* **What you need to do**:
From the entries below, reproduce exactly the line containing "279L374 290L385 291L392", the line containing "positive clicks: (359, 677)", and every line in between, with nothing added.

[Data excerpts]
────────────────────
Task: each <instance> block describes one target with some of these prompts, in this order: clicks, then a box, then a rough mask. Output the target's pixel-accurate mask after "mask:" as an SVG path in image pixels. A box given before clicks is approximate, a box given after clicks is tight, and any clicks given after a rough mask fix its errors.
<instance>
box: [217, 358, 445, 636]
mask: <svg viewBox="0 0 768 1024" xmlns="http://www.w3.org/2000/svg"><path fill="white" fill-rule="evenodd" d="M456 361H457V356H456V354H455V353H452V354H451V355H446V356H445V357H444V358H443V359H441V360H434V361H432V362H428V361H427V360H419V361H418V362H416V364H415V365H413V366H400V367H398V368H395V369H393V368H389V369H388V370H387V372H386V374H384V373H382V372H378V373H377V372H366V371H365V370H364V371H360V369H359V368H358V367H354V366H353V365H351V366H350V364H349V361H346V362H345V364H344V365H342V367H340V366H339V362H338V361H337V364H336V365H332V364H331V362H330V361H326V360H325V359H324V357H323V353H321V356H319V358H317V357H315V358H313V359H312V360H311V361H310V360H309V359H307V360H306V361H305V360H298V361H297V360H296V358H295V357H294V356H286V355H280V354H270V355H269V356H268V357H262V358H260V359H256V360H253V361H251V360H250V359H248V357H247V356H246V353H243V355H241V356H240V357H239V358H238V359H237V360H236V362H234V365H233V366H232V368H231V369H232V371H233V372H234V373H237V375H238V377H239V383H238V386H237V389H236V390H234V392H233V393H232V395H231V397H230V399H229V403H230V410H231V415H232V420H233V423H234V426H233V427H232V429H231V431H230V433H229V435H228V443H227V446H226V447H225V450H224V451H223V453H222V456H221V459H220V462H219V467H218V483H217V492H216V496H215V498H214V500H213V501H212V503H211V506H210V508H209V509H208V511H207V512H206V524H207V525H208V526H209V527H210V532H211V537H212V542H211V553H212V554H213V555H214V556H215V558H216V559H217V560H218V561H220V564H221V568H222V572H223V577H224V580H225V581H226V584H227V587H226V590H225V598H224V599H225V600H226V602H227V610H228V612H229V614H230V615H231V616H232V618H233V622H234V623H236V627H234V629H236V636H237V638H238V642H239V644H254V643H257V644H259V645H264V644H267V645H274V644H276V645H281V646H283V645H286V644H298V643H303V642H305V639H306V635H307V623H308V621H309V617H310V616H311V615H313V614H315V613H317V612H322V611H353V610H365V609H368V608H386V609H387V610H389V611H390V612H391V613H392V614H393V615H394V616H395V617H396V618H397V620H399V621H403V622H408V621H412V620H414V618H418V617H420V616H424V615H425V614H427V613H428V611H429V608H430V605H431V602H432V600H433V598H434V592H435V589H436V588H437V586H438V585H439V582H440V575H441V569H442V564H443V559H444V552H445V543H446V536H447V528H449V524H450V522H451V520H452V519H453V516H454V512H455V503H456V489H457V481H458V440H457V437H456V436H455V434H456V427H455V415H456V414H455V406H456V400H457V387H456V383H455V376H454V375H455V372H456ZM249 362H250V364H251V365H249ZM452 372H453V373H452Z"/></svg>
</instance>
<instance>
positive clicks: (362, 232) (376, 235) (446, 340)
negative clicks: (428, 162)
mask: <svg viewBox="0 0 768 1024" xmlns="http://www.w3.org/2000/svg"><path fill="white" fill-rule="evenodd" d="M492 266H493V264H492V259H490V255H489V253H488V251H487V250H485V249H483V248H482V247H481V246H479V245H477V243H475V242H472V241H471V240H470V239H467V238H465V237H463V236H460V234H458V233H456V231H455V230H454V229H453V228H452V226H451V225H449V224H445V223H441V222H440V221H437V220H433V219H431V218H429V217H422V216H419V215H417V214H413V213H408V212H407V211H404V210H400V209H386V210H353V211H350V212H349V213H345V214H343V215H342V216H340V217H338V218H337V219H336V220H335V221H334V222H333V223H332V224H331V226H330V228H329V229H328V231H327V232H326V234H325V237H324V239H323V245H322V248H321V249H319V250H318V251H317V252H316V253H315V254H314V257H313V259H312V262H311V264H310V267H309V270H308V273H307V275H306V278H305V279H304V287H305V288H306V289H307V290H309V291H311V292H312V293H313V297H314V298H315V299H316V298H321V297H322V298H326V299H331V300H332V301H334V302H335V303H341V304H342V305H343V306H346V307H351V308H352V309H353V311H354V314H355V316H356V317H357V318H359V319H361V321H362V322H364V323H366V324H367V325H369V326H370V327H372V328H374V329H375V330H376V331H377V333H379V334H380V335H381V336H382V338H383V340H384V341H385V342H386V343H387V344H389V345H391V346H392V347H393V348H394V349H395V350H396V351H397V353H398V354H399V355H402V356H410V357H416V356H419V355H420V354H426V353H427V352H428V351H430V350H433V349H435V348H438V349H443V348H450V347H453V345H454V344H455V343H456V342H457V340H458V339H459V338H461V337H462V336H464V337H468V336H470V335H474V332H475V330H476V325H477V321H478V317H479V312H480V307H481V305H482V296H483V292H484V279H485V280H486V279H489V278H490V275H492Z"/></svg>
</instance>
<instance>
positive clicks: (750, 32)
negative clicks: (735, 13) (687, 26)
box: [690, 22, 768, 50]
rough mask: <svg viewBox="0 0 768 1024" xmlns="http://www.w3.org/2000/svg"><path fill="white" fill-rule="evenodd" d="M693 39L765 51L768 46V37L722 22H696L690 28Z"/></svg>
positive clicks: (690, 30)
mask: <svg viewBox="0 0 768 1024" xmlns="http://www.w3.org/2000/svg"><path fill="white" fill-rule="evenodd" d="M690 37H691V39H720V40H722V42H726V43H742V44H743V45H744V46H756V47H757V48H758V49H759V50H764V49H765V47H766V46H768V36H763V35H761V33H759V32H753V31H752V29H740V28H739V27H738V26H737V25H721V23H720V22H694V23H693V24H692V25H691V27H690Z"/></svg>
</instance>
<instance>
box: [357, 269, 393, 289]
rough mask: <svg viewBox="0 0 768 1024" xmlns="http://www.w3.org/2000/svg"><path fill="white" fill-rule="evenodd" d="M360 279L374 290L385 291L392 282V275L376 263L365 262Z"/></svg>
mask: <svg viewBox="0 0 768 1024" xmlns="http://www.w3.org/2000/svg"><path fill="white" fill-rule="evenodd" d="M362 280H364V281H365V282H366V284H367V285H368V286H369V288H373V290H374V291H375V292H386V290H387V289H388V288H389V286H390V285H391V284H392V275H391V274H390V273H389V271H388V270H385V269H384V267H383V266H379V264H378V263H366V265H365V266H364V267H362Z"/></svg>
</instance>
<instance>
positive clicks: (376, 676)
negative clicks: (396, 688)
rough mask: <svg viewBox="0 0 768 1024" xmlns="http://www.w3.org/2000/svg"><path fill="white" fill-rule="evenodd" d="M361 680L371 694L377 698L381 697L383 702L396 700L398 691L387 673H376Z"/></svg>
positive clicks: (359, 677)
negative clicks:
────────────────────
* **Exercise response**:
rough mask: <svg viewBox="0 0 768 1024" xmlns="http://www.w3.org/2000/svg"><path fill="white" fill-rule="evenodd" d="M360 279L374 290L385 291L392 282V275L376 263L365 262Z"/></svg>
mask: <svg viewBox="0 0 768 1024" xmlns="http://www.w3.org/2000/svg"><path fill="white" fill-rule="evenodd" d="M362 280H364V281H365V282H366V284H367V285H368V286H369V288H373V290H374V291H375V292H386V290H387V289H388V288H389V286H390V285H391V284H392V275H391V274H390V273H389V271H388V270H385V269H384V267H383V266H379V264H378V263H366V265H365V266H364V267H362Z"/></svg>
</instance>
<instance>
positive clicks: (376, 676)
negative clicks: (396, 688)
rough mask: <svg viewBox="0 0 768 1024" xmlns="http://www.w3.org/2000/svg"><path fill="white" fill-rule="evenodd" d="M361 680L371 694L377 698L381 697L383 702L396 700L398 691L387 673H376Z"/></svg>
positive clicks: (359, 677)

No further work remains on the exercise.